* [Apply what you read]
• 1. In the congruence thread below, what must be found before the equation 3x ≡ 1 (mod 7) can be "divided" by 3?
• 2. Please revise the congruence thread below from "Describe all integers" up to and including "thank you all!", putting "CRT" wherever "chinese remainder theorem" appears.

(Beginning of Text section)

Edit: I can't actually see how Chinese remainder theorem works here, if we had only $x$ on the left of each equation I can see how I could work it, but we don't. I can't seem to reduce it down to just $x$ either.
Note: this is a textbook problem.
Describe all integers that satisfy the four following equations. I imagine there will only be one, a I think I can attack this problem using a method I read about on Wikipedia called the chinese remainder theorem, is this a good place to start, or is there a trivial method for solving this?
$$\begin{align*} \\3{}x + 4 ≡ {}5 \pmod {7}. \\4x {}+ 5 ≡ 6 \pmod {9}. \\6x + {}1 ≡{} 7 \pmod {11}.\\7x + 2{} ≡ 8 \pmod {1{}3}. \end{align*}$$
I will edit in my attempt of the chinese remainder theorem after I get confirmation that it is optimal(if it is), thank you all!
HINT: For $3x+4\equiv5\mod7$, note that we can first bring the $4$ over to the RHS to get $$3x\equiv1\mod 7.$$ Now, we would like to "divide" the equation by $3$ to rid us of the pesky $3$ on the LHS. To do so, we need to find an inverse for $3$ modulo $7$. To do so, we would need to turn to the Euclidean algorithm with $3$ and $7$ because it would give us $u$ and $v$ such that $$3u+7v=1\implies 3u=1\mod7.$$
Think you can take it from here? (Mouse over to see what $3x\equiv1\mod 7$ becomes.)
I'll leave the CRT bit (which is the fun bit) to you. :)

(End of Text section)
(Beginning of Entries shown)

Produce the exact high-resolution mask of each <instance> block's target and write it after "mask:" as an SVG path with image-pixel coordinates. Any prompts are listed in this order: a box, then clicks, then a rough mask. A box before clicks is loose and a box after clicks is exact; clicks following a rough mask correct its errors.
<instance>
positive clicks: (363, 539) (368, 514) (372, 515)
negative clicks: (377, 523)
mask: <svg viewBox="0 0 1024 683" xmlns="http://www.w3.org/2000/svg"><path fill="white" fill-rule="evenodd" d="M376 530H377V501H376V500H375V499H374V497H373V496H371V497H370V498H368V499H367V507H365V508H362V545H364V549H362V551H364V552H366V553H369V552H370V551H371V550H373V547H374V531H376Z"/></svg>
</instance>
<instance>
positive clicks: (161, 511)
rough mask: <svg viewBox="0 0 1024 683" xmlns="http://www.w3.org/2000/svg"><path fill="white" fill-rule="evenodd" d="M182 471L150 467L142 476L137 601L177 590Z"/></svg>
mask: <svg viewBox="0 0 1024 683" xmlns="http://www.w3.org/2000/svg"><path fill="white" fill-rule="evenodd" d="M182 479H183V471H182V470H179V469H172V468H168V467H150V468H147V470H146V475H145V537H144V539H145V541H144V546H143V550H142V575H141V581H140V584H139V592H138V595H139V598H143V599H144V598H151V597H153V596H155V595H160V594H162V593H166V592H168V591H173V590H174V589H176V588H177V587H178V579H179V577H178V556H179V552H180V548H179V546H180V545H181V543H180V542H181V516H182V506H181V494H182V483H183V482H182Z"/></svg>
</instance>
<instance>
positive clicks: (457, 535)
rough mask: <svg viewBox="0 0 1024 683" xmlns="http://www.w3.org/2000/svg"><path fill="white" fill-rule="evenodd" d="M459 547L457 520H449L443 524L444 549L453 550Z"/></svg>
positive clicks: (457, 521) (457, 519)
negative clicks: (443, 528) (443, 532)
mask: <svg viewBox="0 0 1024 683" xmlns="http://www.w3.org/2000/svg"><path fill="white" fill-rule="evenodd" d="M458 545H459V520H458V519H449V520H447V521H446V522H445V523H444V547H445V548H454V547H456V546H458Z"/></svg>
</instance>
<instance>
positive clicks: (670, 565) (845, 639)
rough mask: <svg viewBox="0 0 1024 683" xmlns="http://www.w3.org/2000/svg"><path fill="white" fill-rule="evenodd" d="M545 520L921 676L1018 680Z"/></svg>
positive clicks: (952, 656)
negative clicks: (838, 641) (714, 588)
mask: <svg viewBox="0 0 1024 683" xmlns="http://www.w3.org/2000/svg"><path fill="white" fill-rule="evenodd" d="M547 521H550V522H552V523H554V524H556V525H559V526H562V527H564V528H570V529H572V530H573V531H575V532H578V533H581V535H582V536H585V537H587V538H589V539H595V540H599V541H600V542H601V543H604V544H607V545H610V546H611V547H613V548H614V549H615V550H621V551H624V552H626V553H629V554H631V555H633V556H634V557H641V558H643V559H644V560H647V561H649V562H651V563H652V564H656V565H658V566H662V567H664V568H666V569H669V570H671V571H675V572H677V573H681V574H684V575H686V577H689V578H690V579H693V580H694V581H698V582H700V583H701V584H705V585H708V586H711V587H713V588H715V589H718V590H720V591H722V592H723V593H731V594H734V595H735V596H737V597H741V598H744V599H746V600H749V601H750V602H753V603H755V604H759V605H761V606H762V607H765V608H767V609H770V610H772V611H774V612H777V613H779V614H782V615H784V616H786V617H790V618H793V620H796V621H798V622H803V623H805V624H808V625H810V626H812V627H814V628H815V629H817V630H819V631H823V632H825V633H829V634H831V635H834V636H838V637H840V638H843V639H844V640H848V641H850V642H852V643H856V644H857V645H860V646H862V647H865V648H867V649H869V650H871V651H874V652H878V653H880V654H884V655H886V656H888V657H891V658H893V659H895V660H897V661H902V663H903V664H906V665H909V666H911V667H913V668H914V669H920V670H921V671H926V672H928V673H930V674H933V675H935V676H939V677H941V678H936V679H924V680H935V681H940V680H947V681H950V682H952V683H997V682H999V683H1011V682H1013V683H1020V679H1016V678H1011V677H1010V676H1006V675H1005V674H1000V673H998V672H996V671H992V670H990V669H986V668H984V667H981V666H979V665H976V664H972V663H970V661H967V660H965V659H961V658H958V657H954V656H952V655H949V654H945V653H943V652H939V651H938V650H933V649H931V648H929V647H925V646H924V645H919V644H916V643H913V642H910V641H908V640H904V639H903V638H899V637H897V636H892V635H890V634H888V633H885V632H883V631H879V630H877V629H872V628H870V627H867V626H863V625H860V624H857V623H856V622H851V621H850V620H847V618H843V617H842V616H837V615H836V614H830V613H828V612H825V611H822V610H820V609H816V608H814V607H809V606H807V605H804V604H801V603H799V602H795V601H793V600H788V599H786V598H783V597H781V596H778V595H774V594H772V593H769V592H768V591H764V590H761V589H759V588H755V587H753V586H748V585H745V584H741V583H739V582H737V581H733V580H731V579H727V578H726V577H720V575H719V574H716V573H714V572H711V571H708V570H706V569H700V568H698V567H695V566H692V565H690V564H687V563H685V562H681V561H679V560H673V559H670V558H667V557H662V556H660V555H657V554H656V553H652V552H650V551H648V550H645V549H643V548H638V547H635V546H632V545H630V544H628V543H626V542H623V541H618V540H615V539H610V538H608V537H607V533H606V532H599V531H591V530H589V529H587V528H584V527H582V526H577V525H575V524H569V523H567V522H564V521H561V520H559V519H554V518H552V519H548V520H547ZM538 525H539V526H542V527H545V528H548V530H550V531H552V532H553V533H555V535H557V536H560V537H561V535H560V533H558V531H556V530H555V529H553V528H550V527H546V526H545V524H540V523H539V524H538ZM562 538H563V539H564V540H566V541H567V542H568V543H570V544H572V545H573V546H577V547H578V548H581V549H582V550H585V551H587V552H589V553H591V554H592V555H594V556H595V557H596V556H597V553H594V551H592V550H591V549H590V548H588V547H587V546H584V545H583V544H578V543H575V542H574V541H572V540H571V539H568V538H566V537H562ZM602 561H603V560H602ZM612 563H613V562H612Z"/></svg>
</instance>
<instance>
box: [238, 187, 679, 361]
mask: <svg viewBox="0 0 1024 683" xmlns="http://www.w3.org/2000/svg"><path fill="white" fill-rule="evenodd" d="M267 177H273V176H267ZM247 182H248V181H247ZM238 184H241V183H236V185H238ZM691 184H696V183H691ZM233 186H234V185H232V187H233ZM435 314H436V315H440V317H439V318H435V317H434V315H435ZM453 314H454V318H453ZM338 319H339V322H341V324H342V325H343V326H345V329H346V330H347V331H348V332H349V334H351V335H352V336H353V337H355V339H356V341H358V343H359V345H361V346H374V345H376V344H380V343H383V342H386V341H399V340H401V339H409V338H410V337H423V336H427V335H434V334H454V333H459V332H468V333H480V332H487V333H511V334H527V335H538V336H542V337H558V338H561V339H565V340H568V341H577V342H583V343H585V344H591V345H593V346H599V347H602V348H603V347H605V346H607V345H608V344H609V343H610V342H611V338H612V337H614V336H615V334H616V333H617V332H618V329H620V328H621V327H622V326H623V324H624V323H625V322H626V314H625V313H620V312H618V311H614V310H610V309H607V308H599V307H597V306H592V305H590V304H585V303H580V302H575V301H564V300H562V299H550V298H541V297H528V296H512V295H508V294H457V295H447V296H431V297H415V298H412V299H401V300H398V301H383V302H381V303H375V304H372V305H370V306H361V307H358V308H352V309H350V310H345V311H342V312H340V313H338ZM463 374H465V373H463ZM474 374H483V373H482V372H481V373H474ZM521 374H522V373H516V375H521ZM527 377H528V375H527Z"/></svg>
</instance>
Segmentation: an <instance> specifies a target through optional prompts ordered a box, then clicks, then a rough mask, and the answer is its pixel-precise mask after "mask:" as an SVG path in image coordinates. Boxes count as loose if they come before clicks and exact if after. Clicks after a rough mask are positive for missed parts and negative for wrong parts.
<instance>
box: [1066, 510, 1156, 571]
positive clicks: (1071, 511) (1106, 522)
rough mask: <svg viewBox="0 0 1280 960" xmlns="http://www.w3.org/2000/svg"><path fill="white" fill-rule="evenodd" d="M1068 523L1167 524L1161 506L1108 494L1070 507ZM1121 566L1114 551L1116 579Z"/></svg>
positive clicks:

(End of Entries shown)

* [Responses per task]
• 1. An inverse for 3 modulo 7.

• 2.
Describe all integers that satisfy the four following equations. I imagine there will only be one, a I think I can attack this problem using a method I read about on Wikipedia called the CRT, is this a good place to start, or is there a trivial method for solving this?
$$\begin{align*} \\3{}x + 4 ≡ {}5 \pmod {7}. \\4x {}+ 5 ≡ 6 \pmod {9}. \\6x + {}1 ≡{} 7 \pmod {11}.\\7x + 2{} ≡ 8 \pmod {1{}3}. \end{align*}$$
I will edit in my attempt of the CRT after I get confirmation that it is optimal(if it is), thank you all!